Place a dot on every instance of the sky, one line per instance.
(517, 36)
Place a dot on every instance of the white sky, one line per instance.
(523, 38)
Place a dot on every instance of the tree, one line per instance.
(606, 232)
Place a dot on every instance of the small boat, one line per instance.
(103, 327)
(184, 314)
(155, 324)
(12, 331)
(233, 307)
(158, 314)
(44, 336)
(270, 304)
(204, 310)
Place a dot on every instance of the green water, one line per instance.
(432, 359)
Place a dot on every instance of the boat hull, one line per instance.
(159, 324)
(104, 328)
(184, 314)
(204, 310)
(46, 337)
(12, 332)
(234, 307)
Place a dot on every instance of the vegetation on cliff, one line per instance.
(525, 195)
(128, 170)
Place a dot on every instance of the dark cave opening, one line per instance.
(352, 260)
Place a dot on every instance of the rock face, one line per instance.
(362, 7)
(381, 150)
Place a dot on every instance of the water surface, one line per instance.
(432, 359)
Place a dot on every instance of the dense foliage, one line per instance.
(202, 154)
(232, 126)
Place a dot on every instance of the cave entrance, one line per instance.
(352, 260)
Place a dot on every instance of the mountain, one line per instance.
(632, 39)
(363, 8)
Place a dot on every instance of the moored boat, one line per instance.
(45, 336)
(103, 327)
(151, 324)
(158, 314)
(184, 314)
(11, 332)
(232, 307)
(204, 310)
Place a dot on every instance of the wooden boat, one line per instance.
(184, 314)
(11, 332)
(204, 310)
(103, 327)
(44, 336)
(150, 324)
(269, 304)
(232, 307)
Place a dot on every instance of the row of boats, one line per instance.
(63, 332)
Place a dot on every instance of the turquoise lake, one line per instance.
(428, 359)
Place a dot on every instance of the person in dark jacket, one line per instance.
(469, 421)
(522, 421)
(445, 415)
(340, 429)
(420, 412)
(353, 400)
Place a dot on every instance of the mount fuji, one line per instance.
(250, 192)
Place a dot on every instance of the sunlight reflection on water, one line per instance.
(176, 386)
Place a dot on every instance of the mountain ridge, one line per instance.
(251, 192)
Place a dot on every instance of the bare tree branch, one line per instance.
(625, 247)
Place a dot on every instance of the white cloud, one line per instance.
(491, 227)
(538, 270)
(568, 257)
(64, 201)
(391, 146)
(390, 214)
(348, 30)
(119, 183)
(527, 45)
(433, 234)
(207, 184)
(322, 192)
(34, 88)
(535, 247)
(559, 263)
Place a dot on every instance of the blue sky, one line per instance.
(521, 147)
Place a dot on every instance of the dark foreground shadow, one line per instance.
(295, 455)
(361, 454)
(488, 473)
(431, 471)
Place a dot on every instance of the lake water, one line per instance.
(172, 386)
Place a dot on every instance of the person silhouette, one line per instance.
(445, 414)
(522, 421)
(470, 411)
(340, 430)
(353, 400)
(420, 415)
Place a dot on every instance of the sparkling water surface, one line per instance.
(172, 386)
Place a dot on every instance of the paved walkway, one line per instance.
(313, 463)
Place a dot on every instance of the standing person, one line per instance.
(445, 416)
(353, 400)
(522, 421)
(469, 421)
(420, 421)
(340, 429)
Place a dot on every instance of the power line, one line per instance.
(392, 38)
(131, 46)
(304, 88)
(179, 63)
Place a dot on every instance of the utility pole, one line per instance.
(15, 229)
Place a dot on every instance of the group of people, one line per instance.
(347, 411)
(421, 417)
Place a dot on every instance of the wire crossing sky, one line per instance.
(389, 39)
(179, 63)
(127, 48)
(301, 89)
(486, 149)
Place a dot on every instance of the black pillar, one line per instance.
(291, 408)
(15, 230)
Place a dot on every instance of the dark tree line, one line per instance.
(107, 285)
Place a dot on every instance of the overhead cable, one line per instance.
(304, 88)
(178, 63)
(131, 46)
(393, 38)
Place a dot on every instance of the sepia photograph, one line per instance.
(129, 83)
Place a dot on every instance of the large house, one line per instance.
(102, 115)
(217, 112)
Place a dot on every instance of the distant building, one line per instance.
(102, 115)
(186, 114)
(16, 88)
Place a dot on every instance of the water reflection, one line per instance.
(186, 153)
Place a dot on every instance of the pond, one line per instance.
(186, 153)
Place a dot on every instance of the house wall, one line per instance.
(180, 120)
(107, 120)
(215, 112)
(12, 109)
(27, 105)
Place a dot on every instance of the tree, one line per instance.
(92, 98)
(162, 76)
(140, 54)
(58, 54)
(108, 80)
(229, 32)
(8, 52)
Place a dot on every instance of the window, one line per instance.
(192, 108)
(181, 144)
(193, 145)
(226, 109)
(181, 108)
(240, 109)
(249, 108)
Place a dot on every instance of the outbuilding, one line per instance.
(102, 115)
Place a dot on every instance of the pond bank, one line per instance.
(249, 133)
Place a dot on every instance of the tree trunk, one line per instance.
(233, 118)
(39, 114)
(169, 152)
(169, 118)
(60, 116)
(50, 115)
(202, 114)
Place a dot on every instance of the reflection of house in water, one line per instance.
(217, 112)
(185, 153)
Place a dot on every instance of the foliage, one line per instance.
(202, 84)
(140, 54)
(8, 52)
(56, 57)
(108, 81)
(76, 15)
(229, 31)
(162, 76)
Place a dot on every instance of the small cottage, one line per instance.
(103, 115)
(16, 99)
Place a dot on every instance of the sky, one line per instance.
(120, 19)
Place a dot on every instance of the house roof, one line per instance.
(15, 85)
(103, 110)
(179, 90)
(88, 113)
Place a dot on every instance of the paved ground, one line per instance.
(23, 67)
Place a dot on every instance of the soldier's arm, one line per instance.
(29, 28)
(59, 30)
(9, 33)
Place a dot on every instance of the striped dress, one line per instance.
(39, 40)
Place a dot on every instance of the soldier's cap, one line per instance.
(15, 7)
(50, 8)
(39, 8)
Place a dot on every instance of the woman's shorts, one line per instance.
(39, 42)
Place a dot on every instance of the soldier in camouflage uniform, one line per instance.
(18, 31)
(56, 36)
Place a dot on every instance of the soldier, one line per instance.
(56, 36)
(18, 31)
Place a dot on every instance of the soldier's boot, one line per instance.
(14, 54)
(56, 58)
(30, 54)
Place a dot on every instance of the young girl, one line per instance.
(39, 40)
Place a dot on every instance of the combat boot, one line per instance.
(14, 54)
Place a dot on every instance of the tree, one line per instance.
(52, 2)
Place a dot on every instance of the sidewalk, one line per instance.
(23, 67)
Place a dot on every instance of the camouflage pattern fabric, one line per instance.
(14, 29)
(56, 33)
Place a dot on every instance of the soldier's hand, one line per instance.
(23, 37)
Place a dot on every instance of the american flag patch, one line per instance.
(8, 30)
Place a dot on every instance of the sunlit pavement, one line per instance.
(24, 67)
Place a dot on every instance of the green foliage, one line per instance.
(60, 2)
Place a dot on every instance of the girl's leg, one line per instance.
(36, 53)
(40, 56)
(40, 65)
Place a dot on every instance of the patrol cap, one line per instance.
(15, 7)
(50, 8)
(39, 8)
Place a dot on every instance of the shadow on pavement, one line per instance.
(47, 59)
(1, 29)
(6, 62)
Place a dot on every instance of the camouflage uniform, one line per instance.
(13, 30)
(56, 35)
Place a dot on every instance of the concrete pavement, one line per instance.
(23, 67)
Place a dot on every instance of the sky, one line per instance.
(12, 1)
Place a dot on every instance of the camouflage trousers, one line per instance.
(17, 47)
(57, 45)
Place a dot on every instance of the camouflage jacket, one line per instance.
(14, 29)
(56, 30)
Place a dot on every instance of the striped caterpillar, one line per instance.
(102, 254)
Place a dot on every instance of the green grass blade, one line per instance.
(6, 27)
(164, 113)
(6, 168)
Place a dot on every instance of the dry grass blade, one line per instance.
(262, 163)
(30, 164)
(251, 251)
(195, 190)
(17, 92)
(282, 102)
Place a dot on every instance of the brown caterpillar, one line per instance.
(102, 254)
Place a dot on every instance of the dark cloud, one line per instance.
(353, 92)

[About this task]
Please repeat the line that contains "Place a dot on every instance of the striped caterpillar, one" and every line after it through the end of the material above, exactly and with nothing added.

[Answer to the exercise]
Place a dot on every instance of the striped caterpillar, one line per instance.
(102, 254)
Place a dot on every instance of the green grass blade, one line per instance.
(6, 27)
(164, 113)
(6, 168)
Place a dot on every instance of the dry grass blade, one line per instance.
(262, 163)
(30, 164)
(251, 251)
(195, 190)
(17, 92)
(282, 102)
Place a dot on every instance of the brown caterpillar, one line per instance.
(102, 254)
Place a dot on every instance of the dark cloud, one line per instance.
(353, 92)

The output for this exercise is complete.